* BRANO SCELTO
##########

È la «missione» di fra’ Fabio Fazio, lo sappiamo. Ma siamo sicuri che il festival di Sanremo ai nastri di partenza saprà fare a meno del suo tradizionale «piatto forte»? Stiamo parlando del tormentone, l’amata-odiata canzonetta orecchiabile che ti si ficca in testa e non va più via, a meno che non ci si sottoponga a una traumatica cura Ludovico. Dall’edizione del 1951 a oggi ne abbiamo fatto indigestione. Ce ne sono di orrendi, di insopportabili, di dignitosi, qualcuno è diventato addirittura leggenda. Ve ne regaliamo dieci: che vi servano come amuleto per difendervi dal buonismo faziano.

«Nel blu dipinto di blu» di Domenico Modugno

Di sicuro il più nobile tra i tormentoni, quello che nel 1958 sancì la vittoria di Domenico Modugno e il vero inizio della leggenda sanremese. Testo scritto a quattro mani con un ancora giovane Franco Migliacci, musica a firma della grande voce di Polignano a Mare. Partenza sospesa con qualche concessione al virtuosismo, ritornello costruito intorno a quell’«o-o-o-oh» che strizza l’occhio pure agli ascoltatori più frigidi. Quando l’ex Beatle George Harrison, negli anni Ottanta, arrivò come ospite del Festival, si sentì chiedere da un giornalista quali canzoni italiane conoscesse. Rispose: «Solo Volare».

«Le mille bolle blu» di Mina

Altra prova del fatto che tormentone non deve per forza far rima con polpettone: nell’edizione del ’61 Mina si presenta in concorso con questa canzoncina frizzante, scritta dalla coppia Vito Pallavicini-Carlo Alberto Rossi. L’effetto sorpresa che ti cattura sta nel suono onomatopeico che la Tigre di Cremona intona nel ritornello. Brano secondo la critica destinato alla vittoria finale sin dalla prima esecuzione, finirà quinto in classifica. Non è un caso se la Nostra da allora non vorrà più mettere piede in Riviera.

«Bella da morire» degli Homo Sapiens

Qualche volta (anzi spesso) i tormentoni vincono. Accadde nell’edizione del ’77 con la ballad zuccherosa «Bella da morire» eseguita dagli Homo Sapiens, band il cui nome prometteva suggestioni progressive tanto in voga nel più glorioso decennio del rock italiano. Promessa non mantenuta: quello del complesso era un pop cantautorale facile facile pensato per i primi appuntamenti galanti con la macchina presa in prestito da papà. Ma «Bella da morire» è stata soprattutto un must per le feste delle medie.

##########

* COSA FARE
**1.** Nel brano sui tormentoni di Sanremo, in che posizione della classifica finì «Le mille bolle blu» di Mina?
**2.** Sposta le coordinate dei record aggiungendo 51 a ogni numero delle risposte, e riscrivi tutte le righe con le richieste comprese. Lascia fuori le immagini.
Il brano e i record sono del tutto indipendenti tra loro.

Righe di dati
##########

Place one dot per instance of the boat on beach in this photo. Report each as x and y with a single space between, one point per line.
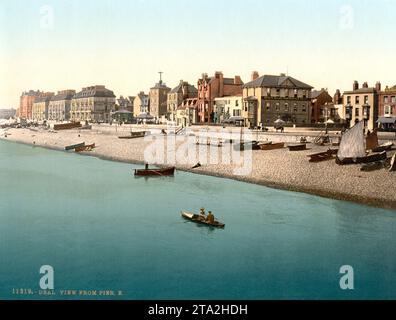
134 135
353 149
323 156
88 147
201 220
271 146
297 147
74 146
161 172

##########

* RISPOSTE PER COMPITO
**1.** Arrivò quinta in classifica.

**2.**
Place one dot per instance of the boat on beach in this photo. Report each as x and y with a single space between, one point per line.
185 186
404 200
374 207
139 198
252 271
322 197
348 198
125 197
212 223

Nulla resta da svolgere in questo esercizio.